Texto de apoio:
========

Sócrates não foi um caso isolado, antes um sinal de uma decadência anunciada por décadas de permissividade e por uma sociedade muito conformada e até cúmplice do velho mantra do «rouba, mas faz». E estes oito anos, que agora culminam com um Primeiro-ministro demissionário na sequência de inúmeros casos de ética duvidosa, um Governo em grande parte investigado judicialmente, um presidente de Governo regional suspeito de corrupção, um presidente da República embrulhado em histórias de influências e cunhas, podem bem ter sido uma das últimas gotas num copo que ameaça transbordar.

A democracia em Portugal, gerada em cima de uma bebedeira marxista, procurou o social antes do institucional (e a distribuição antes da produção, já agora), e isso, revela-se agora de forma cada vez mais evidente, teve os seus custos. Confundiu-se durante anos democracia com riqueza e igualdade, e isso foi um problema. Gerou-se entre nós a ideia de que qualquer imbecil dotado de acesso à rede de contactos certa é infalível, incorruptível, sério até ao mais alto grau, e, portanto, apto a desempenhar qualquer função numa instituição do Estado, quando uma democracia só funciona se as instituições forem desenhadas com base no pressuposto de que todos aqueles que as ocupam são corrompíveis e falíveis. Três intervenções financeiras do FMI em cinquenta anos não bastaram para evitar uma quarta porque não chegámos a ter a intervenção de facto necessária: a institucional.

========

Itens listados:

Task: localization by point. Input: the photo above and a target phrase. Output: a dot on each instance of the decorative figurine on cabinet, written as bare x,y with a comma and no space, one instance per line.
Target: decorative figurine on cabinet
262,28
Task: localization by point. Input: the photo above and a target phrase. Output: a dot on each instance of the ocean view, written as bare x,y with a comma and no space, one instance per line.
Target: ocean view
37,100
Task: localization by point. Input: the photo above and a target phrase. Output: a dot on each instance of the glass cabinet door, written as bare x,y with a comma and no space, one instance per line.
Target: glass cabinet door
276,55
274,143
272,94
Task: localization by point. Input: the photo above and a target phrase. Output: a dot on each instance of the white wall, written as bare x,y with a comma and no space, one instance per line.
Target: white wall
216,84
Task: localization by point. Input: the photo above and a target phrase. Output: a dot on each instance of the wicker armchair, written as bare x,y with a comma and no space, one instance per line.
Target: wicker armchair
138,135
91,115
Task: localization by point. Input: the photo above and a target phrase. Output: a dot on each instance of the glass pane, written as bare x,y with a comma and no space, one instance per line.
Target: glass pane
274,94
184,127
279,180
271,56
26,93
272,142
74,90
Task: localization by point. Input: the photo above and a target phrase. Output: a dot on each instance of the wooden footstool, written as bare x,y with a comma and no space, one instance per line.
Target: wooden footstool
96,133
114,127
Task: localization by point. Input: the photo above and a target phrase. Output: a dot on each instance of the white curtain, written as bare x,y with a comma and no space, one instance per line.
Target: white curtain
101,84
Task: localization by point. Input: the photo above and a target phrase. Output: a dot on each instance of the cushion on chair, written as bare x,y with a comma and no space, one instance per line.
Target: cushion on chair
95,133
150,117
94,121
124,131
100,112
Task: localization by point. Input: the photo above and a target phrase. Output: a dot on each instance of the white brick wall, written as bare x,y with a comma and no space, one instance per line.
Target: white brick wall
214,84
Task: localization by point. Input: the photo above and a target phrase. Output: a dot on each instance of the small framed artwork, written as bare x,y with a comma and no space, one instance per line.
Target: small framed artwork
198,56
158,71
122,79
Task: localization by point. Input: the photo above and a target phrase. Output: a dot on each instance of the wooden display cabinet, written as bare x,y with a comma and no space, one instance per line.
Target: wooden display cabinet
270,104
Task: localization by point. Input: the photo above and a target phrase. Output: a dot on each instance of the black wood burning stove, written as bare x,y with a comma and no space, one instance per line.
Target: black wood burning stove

========

Tarefas propostas:
1. De acordo com o texto sobre a democracia em Portugal, quantas intervenções financeiras do FMI ocorreram em cinquenta anos?
2. Transcreva sem alterações o trecho do texto sobre a democracia em Portugal que se inicia nas palavras "Sócrates não foi" e se encerra logo após "que ameaça transbordar.".
3. Dê continuidade ao texto sobre a democracia em Portugal, escrevendo o que viria depois da última frase apresentada.

Soluções dos exercícios:
1. Três.

2.
Sócrates não foi um caso isolado, antes um sinal de uma decadência anunciada por décadas de permissividade e por uma sociedade muito conformada e até cúmplice do velho mantra do «rouba, mas faz». E estes oito anos, que agora culminam com um Primeiro-ministro demissionário na sequência de inúmeros casos de ética duvidosa, um Governo em grande parte investigado judicialmente, um presidente de Governo regional suspeito de corrupção, um presidente da República embrulhado em histórias de influências e cunhas, podem bem ter sido uma das últimas gotas num copo que ameaça transbordar.

3.
A doença nacional do fartismo não nasce só daqui, mas também é daqui que, em grande medida, vem. É verdade que as vitórias e os Governos do PS disfarçam as evidências, fruto de uma maioria eleitoral de conformados, conservadores e preocupados com a gestão da sua pobreza. Mas o fartismo grassa, e é da degradação institucional que em boa parte se fundamenta a razão pela qual tanta gente parece estar farta disto sem que se consiga materializar o que «isto» é. Também vem de outras coisas, naturalmente: da realidade que é a criminalidade suburbana que as elites não conhecem; da estagnação económica; da sensação de que se vive num atoleiro social, de onde ninguém sai a menos que se chegue aos círculos que todos reconhecem como os de uma espécie de «grande podridão».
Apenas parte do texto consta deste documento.